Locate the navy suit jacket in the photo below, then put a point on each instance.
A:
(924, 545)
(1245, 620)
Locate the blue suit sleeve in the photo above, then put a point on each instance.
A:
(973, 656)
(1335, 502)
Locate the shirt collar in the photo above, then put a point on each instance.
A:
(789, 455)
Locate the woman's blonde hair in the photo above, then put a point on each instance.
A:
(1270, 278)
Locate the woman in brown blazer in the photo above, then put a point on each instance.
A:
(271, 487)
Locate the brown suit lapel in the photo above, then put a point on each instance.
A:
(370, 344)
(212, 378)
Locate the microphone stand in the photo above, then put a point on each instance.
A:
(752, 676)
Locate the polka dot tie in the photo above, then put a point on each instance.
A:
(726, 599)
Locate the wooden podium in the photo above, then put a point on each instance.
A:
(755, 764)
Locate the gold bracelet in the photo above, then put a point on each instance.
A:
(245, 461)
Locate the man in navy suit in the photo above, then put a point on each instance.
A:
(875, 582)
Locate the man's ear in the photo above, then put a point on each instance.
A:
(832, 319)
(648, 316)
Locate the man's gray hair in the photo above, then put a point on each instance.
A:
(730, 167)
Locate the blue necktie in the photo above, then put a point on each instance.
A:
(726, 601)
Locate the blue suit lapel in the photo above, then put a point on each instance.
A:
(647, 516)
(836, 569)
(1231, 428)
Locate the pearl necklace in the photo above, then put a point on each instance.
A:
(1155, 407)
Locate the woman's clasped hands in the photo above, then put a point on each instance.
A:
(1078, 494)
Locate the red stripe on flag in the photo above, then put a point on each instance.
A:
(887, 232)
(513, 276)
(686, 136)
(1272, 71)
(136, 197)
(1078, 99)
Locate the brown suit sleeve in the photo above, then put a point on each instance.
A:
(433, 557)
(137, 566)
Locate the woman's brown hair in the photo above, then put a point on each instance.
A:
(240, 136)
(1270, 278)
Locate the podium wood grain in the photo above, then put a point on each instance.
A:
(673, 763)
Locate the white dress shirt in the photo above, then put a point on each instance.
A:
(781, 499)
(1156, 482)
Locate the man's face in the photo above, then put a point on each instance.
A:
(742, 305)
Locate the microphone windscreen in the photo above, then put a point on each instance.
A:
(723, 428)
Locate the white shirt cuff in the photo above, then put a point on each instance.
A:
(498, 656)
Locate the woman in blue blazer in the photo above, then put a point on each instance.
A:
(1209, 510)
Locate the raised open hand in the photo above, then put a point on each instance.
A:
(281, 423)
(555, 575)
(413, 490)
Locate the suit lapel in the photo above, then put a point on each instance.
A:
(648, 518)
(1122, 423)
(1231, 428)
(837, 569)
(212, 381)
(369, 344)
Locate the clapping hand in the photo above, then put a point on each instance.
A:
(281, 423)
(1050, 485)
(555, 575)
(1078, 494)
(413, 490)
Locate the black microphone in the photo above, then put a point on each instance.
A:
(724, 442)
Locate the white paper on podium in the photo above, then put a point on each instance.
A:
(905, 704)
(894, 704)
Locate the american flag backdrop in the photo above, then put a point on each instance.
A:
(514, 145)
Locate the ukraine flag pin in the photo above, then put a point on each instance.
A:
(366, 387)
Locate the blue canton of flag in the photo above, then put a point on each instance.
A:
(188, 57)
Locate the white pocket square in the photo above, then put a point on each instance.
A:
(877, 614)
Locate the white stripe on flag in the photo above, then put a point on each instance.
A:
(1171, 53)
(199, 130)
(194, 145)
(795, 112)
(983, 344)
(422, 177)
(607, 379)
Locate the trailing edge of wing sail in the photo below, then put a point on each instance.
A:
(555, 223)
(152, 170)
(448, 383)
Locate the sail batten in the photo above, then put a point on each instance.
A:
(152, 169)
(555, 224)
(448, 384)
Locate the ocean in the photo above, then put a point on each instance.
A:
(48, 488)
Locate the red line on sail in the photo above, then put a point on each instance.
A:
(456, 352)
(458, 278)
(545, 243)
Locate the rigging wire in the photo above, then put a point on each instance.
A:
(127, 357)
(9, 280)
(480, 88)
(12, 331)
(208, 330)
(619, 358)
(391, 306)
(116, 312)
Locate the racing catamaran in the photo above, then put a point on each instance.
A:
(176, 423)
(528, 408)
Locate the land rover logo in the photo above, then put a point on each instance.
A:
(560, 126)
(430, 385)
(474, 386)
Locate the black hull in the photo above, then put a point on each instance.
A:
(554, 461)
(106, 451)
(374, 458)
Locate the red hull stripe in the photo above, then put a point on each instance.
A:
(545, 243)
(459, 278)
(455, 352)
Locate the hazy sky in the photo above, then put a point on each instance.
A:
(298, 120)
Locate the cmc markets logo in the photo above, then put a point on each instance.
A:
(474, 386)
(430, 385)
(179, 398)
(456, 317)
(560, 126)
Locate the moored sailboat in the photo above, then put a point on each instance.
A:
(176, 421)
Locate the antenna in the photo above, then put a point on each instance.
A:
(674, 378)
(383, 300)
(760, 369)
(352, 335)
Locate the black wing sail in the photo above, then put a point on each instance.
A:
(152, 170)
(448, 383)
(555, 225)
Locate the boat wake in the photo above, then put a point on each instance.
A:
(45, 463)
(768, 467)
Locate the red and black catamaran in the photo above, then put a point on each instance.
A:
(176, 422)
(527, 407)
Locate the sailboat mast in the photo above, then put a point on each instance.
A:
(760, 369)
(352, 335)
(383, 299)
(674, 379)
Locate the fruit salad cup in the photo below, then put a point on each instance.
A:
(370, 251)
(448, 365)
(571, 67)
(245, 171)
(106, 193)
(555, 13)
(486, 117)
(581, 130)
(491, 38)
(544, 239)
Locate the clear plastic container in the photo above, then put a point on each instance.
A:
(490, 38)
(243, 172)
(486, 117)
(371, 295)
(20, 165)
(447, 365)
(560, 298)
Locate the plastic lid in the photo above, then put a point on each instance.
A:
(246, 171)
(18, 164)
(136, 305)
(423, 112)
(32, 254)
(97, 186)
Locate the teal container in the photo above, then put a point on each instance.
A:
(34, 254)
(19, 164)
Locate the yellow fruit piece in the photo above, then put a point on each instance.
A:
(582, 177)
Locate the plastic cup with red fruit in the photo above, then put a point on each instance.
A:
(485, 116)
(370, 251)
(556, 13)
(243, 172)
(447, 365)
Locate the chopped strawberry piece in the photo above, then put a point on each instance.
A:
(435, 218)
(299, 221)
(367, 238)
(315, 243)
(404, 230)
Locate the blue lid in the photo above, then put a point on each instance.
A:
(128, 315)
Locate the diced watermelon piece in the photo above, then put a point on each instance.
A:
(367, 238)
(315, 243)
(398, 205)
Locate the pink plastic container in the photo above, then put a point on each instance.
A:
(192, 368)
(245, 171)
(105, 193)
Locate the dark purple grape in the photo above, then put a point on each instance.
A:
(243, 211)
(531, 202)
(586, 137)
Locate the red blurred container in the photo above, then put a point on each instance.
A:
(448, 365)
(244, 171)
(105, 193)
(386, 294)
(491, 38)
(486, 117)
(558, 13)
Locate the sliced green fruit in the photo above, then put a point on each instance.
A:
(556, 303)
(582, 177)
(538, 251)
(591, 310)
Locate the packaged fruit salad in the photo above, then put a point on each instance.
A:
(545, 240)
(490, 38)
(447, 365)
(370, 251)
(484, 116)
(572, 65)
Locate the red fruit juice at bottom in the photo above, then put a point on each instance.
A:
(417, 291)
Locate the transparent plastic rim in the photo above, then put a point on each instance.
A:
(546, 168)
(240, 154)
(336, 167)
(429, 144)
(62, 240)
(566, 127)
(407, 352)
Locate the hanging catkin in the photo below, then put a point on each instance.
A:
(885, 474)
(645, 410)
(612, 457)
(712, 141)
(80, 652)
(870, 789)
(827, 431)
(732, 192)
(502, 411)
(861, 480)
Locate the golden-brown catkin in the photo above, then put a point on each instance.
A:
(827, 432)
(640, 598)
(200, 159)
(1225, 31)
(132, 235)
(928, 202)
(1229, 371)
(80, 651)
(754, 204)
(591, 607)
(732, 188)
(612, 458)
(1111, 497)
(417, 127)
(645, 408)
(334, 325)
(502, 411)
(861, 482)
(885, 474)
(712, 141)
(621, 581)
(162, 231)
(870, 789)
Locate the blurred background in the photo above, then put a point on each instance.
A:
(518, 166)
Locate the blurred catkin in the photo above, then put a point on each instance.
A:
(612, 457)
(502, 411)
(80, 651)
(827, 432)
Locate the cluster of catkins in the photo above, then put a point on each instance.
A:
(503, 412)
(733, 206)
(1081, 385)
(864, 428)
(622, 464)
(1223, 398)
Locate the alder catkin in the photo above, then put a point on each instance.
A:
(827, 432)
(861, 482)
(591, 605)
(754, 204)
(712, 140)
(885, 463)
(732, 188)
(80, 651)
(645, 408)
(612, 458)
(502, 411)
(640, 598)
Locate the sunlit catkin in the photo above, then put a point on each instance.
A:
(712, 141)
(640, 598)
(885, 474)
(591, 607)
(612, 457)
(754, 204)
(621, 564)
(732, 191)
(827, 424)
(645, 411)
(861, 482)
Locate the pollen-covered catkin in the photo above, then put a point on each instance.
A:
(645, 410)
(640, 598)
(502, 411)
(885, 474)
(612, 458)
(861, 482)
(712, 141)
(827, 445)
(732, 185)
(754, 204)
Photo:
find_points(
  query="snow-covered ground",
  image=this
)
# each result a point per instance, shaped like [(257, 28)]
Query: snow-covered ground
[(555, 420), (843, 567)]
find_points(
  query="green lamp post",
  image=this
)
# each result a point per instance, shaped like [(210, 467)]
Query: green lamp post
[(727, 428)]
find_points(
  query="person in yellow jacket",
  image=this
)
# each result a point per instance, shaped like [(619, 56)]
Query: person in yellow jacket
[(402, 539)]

◆ ◆ ◆ ◆ ◆

* [TO DO] Rewrite the entries between the lines holding "Locate the red fruit" and "[(555, 420), (843, 567)]", inclusive, keeping the requests. Multiply every point coordinate in the answers by 1.15 and round to whole numbers, halves up, but leave the numbers in the requests and their format samples unchanged.

* [WORKED SOLUTION]
Locate the red fruit juice at bottom in the photo above, then put a point on each instance.
A:
(480, 335)
Locate the transparent plastic rim in the photo above, then put a point on each instance.
A:
(628, 193)
(276, 177)
(386, 192)
(493, 166)
(71, 276)
(651, 146)
(468, 405)
Locate the hanging catkin in the photo below, then put a point on each instance.
A:
(1018, 545)
(742, 472)
(704, 526)
(819, 162)
(92, 750)
(1001, 907)
(951, 496)
(842, 221)
(577, 473)
(990, 552)
Locate the golden-brown catkin in the photo above, then put a point on each instance.
A:
(951, 497)
(736, 688)
(230, 183)
(1409, 36)
(152, 270)
(1067, 232)
(1413, 427)
(92, 749)
(867, 235)
(680, 698)
(842, 216)
(704, 527)
(1278, 572)
(480, 146)
(742, 469)
(384, 374)
(577, 473)
(990, 554)
(1018, 545)
(819, 162)
(714, 668)
(186, 266)
(1001, 907)
Locate the blurred background in the photo above, then put a point on each instance.
A:
(596, 191)
Locate the blurred catkin in the photo above, then put a point on each instance.
A:
(704, 526)
(577, 473)
(92, 749)
(951, 497)
Locate the cluster of catkins in the photo above, then put a point on each instance.
A:
(578, 474)
(843, 237)
(1243, 443)
(994, 492)
(715, 534)
(1406, 458)
Locate the alder catkin in the photo above, then put a point on each instance.
A:
(951, 497)
(990, 554)
(680, 696)
(867, 235)
(819, 161)
(1018, 532)
(842, 216)
(92, 749)
(742, 469)
(704, 527)
(577, 473)
(736, 688)
Locate the sunlit catkin in the photo above, then put a point on each instance.
A:
(819, 162)
(736, 688)
(1018, 545)
(680, 698)
(704, 526)
(867, 235)
(714, 649)
(842, 220)
(951, 488)
(742, 473)
(990, 554)
Locate the pollen-covered catkin in the photo above, then put a point on each instance.
A:
(742, 472)
(736, 688)
(577, 473)
(1018, 545)
(704, 527)
(990, 554)
(819, 162)
(951, 512)
(842, 213)
(867, 235)
Photo:
find_points(
  query="snow-covered ground",
  image=this
)
# each result a point per instance, shaped like [(257, 28)]
Query: snow-covered ground
[(638, 483), (969, 652)]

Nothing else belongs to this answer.